Job
Pull out every line below that contains the word "bridge", and list them in the order they appear.

Image entries about named regions:

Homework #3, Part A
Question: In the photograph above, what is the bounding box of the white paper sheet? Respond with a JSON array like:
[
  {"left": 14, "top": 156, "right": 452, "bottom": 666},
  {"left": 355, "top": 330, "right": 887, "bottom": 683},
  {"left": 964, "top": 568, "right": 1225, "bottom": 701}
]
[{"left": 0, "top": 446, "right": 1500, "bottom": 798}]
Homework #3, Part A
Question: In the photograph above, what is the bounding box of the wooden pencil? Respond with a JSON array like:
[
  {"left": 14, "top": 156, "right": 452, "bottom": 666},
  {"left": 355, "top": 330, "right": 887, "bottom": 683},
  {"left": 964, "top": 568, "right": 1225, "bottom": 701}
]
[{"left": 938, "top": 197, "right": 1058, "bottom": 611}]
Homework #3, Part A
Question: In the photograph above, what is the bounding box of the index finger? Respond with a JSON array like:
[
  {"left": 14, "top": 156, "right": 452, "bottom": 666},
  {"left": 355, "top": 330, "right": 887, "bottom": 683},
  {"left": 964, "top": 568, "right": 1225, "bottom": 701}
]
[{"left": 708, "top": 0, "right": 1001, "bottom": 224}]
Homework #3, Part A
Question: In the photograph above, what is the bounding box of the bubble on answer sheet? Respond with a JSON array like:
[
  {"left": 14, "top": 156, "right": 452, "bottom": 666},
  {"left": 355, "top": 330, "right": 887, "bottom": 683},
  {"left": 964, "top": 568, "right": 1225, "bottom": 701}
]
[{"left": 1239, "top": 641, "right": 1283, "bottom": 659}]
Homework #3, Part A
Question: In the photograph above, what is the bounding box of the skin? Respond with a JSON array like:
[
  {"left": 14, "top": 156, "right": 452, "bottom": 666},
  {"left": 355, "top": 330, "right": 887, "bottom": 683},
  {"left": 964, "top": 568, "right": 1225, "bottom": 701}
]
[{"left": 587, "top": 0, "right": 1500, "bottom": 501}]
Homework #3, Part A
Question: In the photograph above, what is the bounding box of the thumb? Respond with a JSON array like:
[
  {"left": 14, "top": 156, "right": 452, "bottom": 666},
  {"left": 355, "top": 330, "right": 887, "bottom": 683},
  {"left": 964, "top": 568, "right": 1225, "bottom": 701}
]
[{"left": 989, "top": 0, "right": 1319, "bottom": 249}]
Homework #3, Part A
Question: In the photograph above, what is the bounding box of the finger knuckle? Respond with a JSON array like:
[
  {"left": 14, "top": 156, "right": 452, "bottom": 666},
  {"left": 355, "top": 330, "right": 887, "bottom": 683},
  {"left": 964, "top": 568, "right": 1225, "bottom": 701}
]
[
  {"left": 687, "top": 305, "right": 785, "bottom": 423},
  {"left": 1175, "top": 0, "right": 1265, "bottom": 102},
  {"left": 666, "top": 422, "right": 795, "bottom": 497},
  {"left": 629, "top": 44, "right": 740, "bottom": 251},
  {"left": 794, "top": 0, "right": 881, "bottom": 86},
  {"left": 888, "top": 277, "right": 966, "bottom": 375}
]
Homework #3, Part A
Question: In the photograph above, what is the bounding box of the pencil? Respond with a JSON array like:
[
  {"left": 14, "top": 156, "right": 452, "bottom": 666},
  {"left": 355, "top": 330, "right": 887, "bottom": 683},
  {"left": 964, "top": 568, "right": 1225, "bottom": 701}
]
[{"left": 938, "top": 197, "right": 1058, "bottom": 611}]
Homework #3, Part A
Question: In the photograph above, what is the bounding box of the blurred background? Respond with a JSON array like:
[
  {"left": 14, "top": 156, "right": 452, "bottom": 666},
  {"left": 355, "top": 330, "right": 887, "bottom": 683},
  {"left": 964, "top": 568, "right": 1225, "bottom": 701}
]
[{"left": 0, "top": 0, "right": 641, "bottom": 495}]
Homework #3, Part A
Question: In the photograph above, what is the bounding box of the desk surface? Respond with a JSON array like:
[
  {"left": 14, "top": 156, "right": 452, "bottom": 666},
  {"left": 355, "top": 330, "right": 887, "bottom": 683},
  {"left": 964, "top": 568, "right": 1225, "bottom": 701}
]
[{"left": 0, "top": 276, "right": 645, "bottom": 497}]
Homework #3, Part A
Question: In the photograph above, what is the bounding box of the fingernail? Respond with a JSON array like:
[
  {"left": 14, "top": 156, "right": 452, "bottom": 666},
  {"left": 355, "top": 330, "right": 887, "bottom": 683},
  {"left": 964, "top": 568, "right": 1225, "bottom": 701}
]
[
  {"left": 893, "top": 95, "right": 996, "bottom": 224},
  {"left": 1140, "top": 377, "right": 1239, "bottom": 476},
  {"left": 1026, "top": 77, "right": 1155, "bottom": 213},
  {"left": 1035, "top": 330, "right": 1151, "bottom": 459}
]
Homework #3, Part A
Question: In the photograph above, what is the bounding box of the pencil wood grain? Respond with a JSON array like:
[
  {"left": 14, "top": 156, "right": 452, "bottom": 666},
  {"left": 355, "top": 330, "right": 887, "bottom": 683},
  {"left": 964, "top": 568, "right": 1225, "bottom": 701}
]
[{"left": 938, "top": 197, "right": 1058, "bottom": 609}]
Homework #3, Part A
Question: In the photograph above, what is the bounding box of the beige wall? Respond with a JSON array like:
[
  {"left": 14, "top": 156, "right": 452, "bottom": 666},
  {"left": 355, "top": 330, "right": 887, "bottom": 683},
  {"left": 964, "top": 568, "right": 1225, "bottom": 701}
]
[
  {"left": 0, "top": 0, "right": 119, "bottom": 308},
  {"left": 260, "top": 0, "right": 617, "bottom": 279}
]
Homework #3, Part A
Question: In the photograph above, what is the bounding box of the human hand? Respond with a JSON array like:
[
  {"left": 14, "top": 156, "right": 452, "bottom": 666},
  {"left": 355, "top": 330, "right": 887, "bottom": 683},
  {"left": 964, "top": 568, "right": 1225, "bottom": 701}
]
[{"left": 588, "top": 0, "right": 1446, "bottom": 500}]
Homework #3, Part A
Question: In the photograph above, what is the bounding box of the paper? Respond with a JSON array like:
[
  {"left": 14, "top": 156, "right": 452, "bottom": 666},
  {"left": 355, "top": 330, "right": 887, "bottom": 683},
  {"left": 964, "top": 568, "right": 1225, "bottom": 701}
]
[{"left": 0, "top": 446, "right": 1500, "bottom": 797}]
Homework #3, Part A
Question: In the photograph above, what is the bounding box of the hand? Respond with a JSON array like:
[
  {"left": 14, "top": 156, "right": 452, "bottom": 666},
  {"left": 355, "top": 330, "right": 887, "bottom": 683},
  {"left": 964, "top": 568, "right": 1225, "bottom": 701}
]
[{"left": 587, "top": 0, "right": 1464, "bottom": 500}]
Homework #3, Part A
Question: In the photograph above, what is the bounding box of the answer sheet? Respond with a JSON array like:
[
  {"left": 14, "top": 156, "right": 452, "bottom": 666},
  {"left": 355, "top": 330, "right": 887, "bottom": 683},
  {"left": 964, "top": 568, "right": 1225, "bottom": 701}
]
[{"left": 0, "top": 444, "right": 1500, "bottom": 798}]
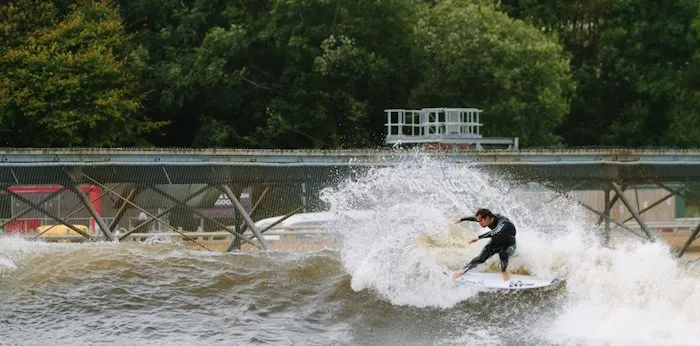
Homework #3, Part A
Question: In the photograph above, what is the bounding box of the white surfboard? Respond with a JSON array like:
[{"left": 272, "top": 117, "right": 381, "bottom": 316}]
[{"left": 455, "top": 272, "right": 563, "bottom": 291}]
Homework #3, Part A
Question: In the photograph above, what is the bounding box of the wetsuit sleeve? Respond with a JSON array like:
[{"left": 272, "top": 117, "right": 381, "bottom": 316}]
[{"left": 479, "top": 221, "right": 515, "bottom": 239}]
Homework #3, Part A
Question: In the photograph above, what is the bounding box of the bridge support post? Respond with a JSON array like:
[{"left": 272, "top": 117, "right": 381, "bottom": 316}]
[
  {"left": 598, "top": 188, "right": 617, "bottom": 246},
  {"left": 73, "top": 183, "right": 114, "bottom": 241},
  {"left": 219, "top": 184, "right": 270, "bottom": 250},
  {"left": 610, "top": 183, "right": 655, "bottom": 241},
  {"left": 678, "top": 224, "right": 700, "bottom": 258},
  {"left": 109, "top": 186, "right": 140, "bottom": 235}
]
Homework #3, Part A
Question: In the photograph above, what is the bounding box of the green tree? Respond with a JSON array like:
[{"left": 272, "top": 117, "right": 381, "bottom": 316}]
[
  {"left": 411, "top": 1, "right": 574, "bottom": 146},
  {"left": 122, "top": 0, "right": 413, "bottom": 148},
  {"left": 500, "top": 0, "right": 700, "bottom": 147},
  {"left": 0, "top": 1, "right": 162, "bottom": 147}
]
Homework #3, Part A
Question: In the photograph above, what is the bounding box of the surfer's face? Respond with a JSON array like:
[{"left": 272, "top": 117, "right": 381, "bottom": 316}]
[{"left": 476, "top": 215, "right": 491, "bottom": 227}]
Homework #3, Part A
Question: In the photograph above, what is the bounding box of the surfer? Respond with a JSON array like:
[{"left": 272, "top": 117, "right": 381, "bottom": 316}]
[{"left": 452, "top": 208, "right": 516, "bottom": 281}]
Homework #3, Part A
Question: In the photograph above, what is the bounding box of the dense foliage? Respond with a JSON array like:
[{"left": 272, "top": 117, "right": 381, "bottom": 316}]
[{"left": 0, "top": 0, "right": 700, "bottom": 148}]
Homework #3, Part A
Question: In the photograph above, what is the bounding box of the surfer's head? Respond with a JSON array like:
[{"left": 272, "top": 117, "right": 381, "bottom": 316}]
[{"left": 474, "top": 208, "right": 493, "bottom": 227}]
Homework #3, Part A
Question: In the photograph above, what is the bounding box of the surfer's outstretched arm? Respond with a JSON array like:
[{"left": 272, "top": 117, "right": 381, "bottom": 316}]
[{"left": 455, "top": 216, "right": 476, "bottom": 223}]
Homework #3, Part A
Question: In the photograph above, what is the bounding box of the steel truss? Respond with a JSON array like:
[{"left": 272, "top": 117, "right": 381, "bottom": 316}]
[{"left": 547, "top": 180, "right": 700, "bottom": 257}]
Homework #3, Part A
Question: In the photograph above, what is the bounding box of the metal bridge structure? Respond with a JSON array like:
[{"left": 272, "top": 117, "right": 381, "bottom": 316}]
[{"left": 0, "top": 149, "right": 700, "bottom": 256}]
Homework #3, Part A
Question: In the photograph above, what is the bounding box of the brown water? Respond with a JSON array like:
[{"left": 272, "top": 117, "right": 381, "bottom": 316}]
[{"left": 0, "top": 238, "right": 562, "bottom": 345}]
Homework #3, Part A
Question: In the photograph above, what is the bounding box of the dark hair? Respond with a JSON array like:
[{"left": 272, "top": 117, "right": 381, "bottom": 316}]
[{"left": 474, "top": 208, "right": 493, "bottom": 219}]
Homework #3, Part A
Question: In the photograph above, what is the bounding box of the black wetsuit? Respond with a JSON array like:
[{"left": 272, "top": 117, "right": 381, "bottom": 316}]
[{"left": 461, "top": 214, "right": 516, "bottom": 273}]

Response to this task
Question: In the photograph above, what is the bounding box of the bridge support post? Respond with a JSON array like:
Question: In the photograph above, what is the bounding box of the metal bridge structure? Respond with a JSON array like:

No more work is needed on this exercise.